> _Assigned task_: Word for word, retype the tail of the data below, starting with the line that has "Target: tree canopy" and including the last line.

= = = =

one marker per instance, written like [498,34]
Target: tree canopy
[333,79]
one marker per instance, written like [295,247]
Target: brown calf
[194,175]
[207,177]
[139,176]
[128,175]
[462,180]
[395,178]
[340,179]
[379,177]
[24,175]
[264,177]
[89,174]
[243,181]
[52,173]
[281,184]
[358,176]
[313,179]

= = = =

> _Answer space_:
Target: tree canopy
[333,79]
one marker per instance, written like [295,247]
Target: brown calf
[194,175]
[207,177]
[139,176]
[128,175]
[462,180]
[395,178]
[340,179]
[379,177]
[24,175]
[264,177]
[89,174]
[243,181]
[52,173]
[281,184]
[358,176]
[313,179]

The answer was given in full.